= Public Works Department (India) =

Government department in India

The Public Works Department (PWD) in India is a governmental organization responsible for the construction, maintenance, and management of public infrastructure, including roads, bridges, buildings, and water systems. It is one of the oldest and most significant institutions in India, originally established during the British Raj period and later reorganized post-independence.

== History ==
The PWD's origins date back to 1854 when it was formalized under British rule. Initially focused on road construction and irrigation works, the department played a crucial role in developing India's early infrastructure. After India's independence in 1947, the PWD was reorganized and decentralized, with each state forming its own PWD to cater to regional infrastructure needs.

=== Organizational Structure ===
PWD operates at both the central and state levels:

- Central Public Works Department (CPWD): Functions under the Ministry of Housing and Urban Affairs, handling federal infrastructure projects such as government buildings, national highways, and major public works.
- State Public Works Departments: Each state has its own PWD responsible for infrastructure within its jurisdiction. These state-level PWDs report to their respective state governments.

The department is organized hierarchically, with positions such as chief engineer, superintending engineer, executive engineer, and assistant engineer overseeing operations.

== State Public Works Departments in India ==

- Karnataka Public Works Department
- Kerala Public Works Department
- Tamil Nadu Public Works Department
- Maharashtra Public Works Department
- Roads and Buildings Department, Gujarat
- Delhi Public Works Department
- Madhya Pradesh Public Works Department
- West Bengal Public Works Department
- Rajasthan Public Works Department
- Uttarakhand Public Works Department
- Uttar Pradesh Public Works Department
- Odisha Public Works Department
- Nagaland Public Works Department
- Assam Public Works Department
- Himachal Pradesh Public Works Department
- Arunachal Pradesh Public Works Department
- Bihar Rural Work Department

== Responsibilities ==
PWD undertakes a broad range of responsibilities, including:

- Roads and highways: Construction, maintenance, and widening of roads and highways to ensure connectivity between urban and rural areas.
- Bridges and culverts: Building and maintaining bridges to support transportation networks.
- Public buildings: Designing, constructing, and maintaining government offices, schools, hospitals, and other public facilities.
- Water supply and irrigation: Developing water supply systems and managing irrigation projects in certain states.
- Disaster recovery: Rebuilding and restoring infrastructure damaged by natural disasters.

== Main wings ==

- Golden Quadrilateral: The CPWD played a role in developing this highway network, connecting major metropolitan cities.
- Government complexes: Construction of iconic government buildings, including the Rashtrapati Bhavan and Parliament House in New Delhi.
- State highways and roads: Enhancing rural and urban connectivity through extensive road networks.

### Data section

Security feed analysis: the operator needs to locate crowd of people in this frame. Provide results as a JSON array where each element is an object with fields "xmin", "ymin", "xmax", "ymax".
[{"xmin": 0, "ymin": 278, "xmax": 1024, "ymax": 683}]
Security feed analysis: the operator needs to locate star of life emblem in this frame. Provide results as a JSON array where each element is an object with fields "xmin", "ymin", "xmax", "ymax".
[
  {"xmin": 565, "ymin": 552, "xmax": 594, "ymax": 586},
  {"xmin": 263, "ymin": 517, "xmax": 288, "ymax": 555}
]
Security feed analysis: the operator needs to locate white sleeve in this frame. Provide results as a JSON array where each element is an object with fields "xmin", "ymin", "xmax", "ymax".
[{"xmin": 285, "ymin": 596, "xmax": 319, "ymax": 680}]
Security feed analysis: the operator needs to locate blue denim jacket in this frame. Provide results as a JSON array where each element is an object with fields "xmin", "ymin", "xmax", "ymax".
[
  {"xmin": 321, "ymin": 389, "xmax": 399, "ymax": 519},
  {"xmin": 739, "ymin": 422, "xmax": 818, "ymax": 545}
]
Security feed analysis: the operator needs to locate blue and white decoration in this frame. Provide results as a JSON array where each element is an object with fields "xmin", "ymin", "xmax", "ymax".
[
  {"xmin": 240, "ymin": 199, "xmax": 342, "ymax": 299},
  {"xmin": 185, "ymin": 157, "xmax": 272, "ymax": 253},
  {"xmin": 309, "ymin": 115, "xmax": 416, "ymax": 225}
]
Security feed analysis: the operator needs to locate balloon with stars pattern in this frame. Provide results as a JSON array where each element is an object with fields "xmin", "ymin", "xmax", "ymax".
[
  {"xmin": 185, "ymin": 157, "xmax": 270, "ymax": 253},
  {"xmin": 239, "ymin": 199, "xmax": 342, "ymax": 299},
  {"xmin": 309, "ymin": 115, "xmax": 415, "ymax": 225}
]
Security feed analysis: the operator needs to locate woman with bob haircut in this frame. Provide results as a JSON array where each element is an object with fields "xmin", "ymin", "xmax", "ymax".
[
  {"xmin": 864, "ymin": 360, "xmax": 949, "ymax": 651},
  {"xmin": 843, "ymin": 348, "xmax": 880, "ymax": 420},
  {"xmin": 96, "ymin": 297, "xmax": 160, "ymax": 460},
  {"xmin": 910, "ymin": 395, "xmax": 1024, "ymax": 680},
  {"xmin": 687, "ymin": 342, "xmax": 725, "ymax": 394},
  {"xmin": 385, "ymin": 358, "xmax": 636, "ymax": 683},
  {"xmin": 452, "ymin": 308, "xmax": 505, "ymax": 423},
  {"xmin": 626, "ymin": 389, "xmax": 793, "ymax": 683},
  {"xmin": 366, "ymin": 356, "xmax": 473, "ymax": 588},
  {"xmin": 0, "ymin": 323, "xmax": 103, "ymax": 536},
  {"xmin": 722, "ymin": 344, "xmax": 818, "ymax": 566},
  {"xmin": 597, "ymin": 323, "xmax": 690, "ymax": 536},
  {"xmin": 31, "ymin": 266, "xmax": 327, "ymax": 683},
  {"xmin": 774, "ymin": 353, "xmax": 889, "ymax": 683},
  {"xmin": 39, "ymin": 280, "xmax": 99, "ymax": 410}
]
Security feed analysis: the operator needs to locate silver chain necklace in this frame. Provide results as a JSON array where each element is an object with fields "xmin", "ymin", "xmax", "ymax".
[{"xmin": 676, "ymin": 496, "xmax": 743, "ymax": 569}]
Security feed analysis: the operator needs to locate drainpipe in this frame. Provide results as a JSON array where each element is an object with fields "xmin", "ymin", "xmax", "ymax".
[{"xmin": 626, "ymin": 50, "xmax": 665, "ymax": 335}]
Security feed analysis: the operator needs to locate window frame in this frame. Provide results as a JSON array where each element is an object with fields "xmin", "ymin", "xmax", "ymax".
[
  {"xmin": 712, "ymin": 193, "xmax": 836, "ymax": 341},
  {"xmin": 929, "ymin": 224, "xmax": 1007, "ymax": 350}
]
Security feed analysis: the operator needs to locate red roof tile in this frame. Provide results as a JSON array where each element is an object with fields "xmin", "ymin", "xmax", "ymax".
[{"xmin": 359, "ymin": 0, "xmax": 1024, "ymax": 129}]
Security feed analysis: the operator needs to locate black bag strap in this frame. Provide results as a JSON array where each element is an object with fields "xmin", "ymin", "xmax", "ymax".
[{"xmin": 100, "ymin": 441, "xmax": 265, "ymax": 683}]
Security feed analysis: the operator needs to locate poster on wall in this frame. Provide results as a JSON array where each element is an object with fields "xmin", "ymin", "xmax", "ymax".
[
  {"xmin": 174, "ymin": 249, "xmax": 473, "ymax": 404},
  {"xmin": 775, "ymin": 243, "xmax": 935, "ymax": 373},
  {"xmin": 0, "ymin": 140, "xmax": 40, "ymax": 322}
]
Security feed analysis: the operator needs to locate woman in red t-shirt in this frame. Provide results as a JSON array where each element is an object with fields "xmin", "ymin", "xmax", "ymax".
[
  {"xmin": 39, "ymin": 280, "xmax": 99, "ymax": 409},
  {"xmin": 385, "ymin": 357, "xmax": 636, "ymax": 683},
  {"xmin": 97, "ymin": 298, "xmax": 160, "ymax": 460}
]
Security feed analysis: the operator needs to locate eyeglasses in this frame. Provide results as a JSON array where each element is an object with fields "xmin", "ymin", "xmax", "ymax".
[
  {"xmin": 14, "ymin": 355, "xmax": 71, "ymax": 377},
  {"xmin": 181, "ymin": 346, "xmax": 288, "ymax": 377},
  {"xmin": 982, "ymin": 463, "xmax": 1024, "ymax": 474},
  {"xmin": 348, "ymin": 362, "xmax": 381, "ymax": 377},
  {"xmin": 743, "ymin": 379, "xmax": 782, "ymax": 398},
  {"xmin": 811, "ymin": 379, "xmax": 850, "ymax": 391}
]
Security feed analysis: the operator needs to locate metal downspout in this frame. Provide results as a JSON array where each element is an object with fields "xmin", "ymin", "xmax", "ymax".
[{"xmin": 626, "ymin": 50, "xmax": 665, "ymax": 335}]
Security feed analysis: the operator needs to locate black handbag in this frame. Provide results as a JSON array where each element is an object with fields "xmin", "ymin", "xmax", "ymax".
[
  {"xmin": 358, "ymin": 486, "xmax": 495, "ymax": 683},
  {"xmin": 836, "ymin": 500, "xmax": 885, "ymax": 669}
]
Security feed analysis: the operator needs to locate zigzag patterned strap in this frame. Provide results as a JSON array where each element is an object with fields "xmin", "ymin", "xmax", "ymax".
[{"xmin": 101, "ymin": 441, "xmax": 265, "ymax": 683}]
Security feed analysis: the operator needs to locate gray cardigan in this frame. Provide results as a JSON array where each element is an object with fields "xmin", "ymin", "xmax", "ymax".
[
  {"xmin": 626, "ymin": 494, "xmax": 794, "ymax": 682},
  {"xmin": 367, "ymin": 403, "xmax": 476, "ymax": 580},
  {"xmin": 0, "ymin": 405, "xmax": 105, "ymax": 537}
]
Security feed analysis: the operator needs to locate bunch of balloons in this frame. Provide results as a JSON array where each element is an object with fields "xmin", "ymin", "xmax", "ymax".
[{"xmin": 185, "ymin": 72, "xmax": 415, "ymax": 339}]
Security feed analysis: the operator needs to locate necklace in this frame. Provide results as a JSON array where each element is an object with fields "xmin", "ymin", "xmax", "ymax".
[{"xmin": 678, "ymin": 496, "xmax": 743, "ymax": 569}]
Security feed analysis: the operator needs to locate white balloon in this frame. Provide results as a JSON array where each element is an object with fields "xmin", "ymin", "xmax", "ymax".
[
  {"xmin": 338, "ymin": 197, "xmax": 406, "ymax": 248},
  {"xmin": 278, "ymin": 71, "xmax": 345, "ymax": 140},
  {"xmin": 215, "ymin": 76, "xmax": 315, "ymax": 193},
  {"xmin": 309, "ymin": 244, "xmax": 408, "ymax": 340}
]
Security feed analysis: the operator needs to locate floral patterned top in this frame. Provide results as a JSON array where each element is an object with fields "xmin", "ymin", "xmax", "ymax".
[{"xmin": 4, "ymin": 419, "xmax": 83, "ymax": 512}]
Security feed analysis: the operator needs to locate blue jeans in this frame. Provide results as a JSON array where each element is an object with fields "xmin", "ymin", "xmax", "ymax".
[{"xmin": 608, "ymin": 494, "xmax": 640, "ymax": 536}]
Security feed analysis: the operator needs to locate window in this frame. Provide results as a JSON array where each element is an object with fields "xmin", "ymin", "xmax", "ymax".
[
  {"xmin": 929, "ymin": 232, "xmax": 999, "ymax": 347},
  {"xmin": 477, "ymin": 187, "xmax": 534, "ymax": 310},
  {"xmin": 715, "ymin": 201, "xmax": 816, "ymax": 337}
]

### Your tasks
[A] Please reproduce the Public Works Department article from "- Central Public" to "major public works.".
[B] Answer these questions using the Public Works Department article:
(i) In what year were the department's origins formalized under British rule?
(ii) Under which ministry does the Central Public Works Department function?
(iii) Which two government buildings in New Delhi does the article name?

### Results for the exercise
[A]
- Central Public Works Department (CPWD): Functions under the Ministry of Housing and Urban Affairs, handling federal infrastructure projects such as government buildings, national highways, and major public works.

[B]
(i) 1854
(ii) The Ministry of Housing and Urban Affairs
(iii) The Rashtrapati Bhavan and Parliament House